*What you are asked to do*: Rewrite the part of the Kenpo forum thread that opens with "## Sigung86 (Jan" and closes with "often than not.", putting "slap-check wrist lock" in place of "slap-check wrist hold".

*Text to read*:

........

JB you make some good points and raise some interesting questions that beg to be answered.


----------



## Dave Simmons (Jan 25, 2003)

> _Originally posted by jbkenpo _
> *So the way I read this is that you do not come under the arm to break or hyper extend you come from the side within an inward thrusting block from point of origin (or do you cock your hand up and do an inward hammer strike?) as your still holding his hand. You then strike his "elbow region" with your fist or forearm(ouch! if his arm doesn't straighten out, because often people grab with a "locked" bent elbow). And this strike isn't prefaced with a twisting of the hand you grab to account for any alignment issues (AK grabs and turns to align the arm for the break..."at least the way I learned it"...lol ya knew that was coming). And how is the attackers depth checked? What is to stop the guy from grabbing you with the left, but stepping with the right? He will negate that inward strike because his depth isn't checked since your coming from the side and your right (fist or forearm strike) is gonna eat some pointy elbow...Also your face may eat that right cross that's coming around (my opinion only...)
> 
> Beyond that, when you come down with that shot on his forearm, if you get that far, his head will crash down on you (based on your radial shot) faster then you can get that chop off...
> ...




You are misunderstanding the technique. to grab the lapel the attackers arm is outstretched. That is when you start the execution of the techique, not after the opponents arm is bent. Otherwise "lone kimono" or "lever" will not work.

In Kenpo Karate, the technique is executed on the initial attempt to grab not afterwords.

Dave Simmons

http://www.mnkenpo.com


----------



## Sigung86 (Jan 25, 2003)

> _Originally posted by Dave Simmons _
> *You are misunderstanding the technique. to grab the lapel the attackers arm is outstretched. That is when you start the execution of the techique, not after the opponents arm is bent. Otherwise "lone kimono" or "lever" will not work.
> 
> In Kenpo Karate, the technique is executed on the initial attempt to grab not afterwords.
> ...



Dave,

I luv ya man, but that ain't quite right... If he's got hold of you and you are stepping back to complete a slap-check wrist hold and hitting the elbow... That's not an attempt... That's a full bore grab.  If you are relying on your technique as a defense against an "attempted" anything, you will fail more often than not.

Dan


----------



## ikenpo (Jan 25, 2003)

> _Originally posted by Dave Simmons _
> *You are misunderstanding the technique. to grab the lapel the attackers arm is outstretched. That is when you start the execution of the techique, not after the opponents arm is bent. Otherwise "lone kimono" or "lever" will not work.
> 
> In Kenpo Karate, the technique is executed on the initial attempt to grab not afterwords.
> ...



I must be misunderstanding it...It was the first technique I ever learned in Kenpo Karate as a just turned 16 yr old highschooler back in 1986. In fact at the time, in the NCKKA, it was called Kimono Grab, not Kimono _attempt to_  Grab. And I must admit at that time there were several important principles and concepts left out with their variation. The "lever" on the other hand looks like Snapping Twig in its rudementary stages of development. 

I have attempted to grab my spouse (without her knowing, she hates me doing techs on her) as well as done the attack in the air and physical act of grabbing a person with my arm completely stretched out seems very unnatural, there is a natural bend in the arm that remains on a real grab.

........

*Dataset entries*:
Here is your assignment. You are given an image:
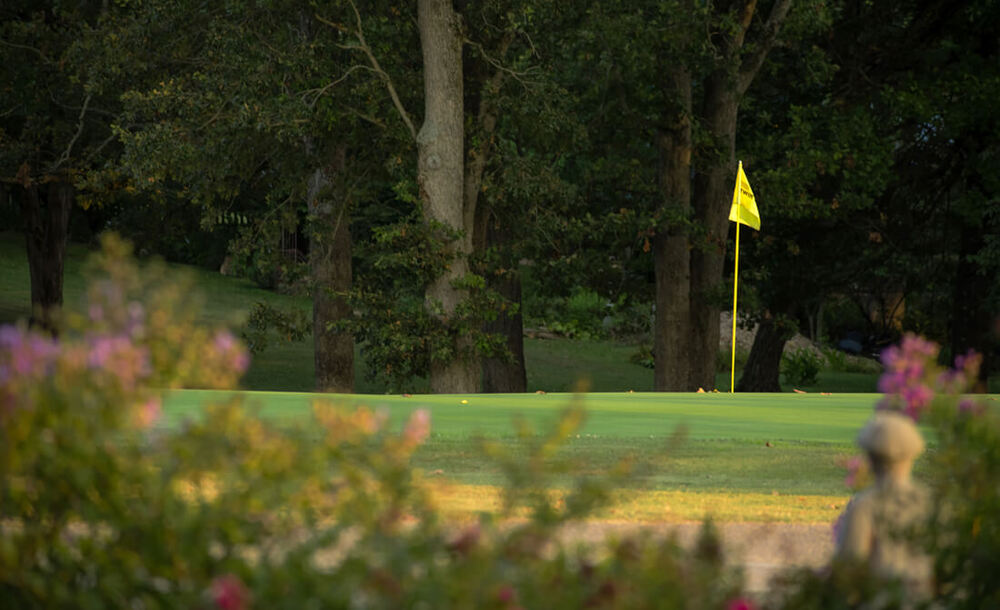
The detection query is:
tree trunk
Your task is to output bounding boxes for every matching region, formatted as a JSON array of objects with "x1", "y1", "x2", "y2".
[
  {"x1": 483, "y1": 216, "x2": 528, "y2": 393},
  {"x1": 688, "y1": 82, "x2": 739, "y2": 389},
  {"x1": 308, "y1": 149, "x2": 354, "y2": 394},
  {"x1": 653, "y1": 68, "x2": 692, "y2": 392},
  {"x1": 736, "y1": 315, "x2": 790, "y2": 392},
  {"x1": 950, "y1": 224, "x2": 997, "y2": 393},
  {"x1": 21, "y1": 181, "x2": 74, "y2": 334},
  {"x1": 417, "y1": 0, "x2": 481, "y2": 394}
]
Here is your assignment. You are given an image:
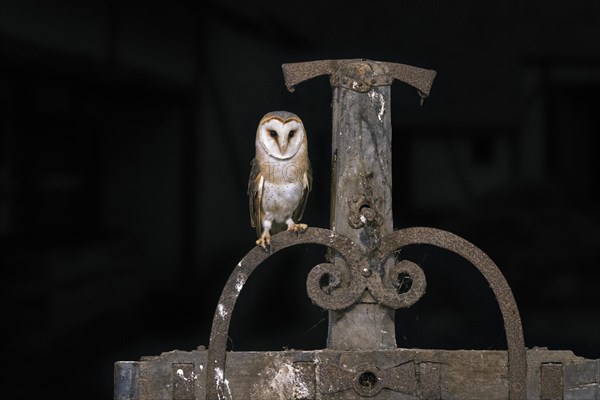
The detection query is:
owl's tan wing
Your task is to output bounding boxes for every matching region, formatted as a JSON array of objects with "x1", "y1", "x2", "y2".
[
  {"x1": 293, "y1": 160, "x2": 312, "y2": 223},
  {"x1": 248, "y1": 158, "x2": 265, "y2": 236}
]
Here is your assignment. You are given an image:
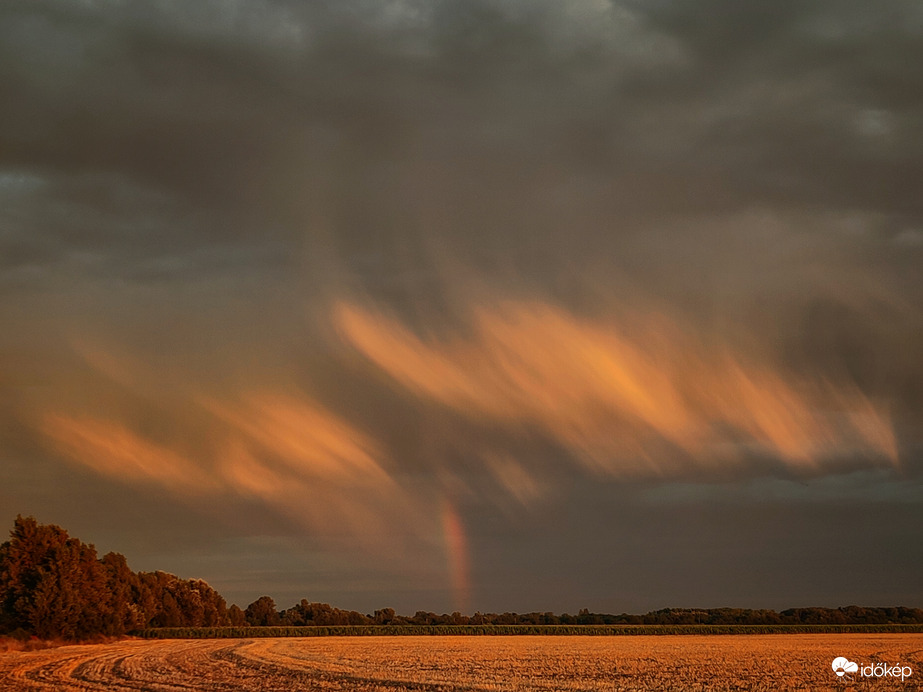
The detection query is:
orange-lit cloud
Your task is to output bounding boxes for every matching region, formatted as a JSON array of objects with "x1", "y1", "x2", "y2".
[
  {"x1": 42, "y1": 414, "x2": 219, "y2": 494},
  {"x1": 41, "y1": 393, "x2": 439, "y2": 552},
  {"x1": 335, "y1": 302, "x2": 897, "y2": 475}
]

........

*Output for this exercise*:
## Sigung86 (Jan 25, 2003)

> _Originally posted by Dave Simmons _
> *You are misunderstanding the technique. to grab the lapel the attackers arm is outstretched. That is when you start the execution of the techique, not after the opponents arm is bent. Otherwise "lone kimono" or "lever" will not work.
> 
> In Kenpo Karate, the technique is executed on the initial attempt to grab not afterwords.
> ...



Dave,

I luv ya man, but that ain't quite right... If he's got hold of you and you are stepping back to complete a slap-check wrist lock and hitting the elbow... That's not an attempt... That's a full bore grab.  If you are relying on your technique as a defense against an "attempted" anything, you will fail more often than not.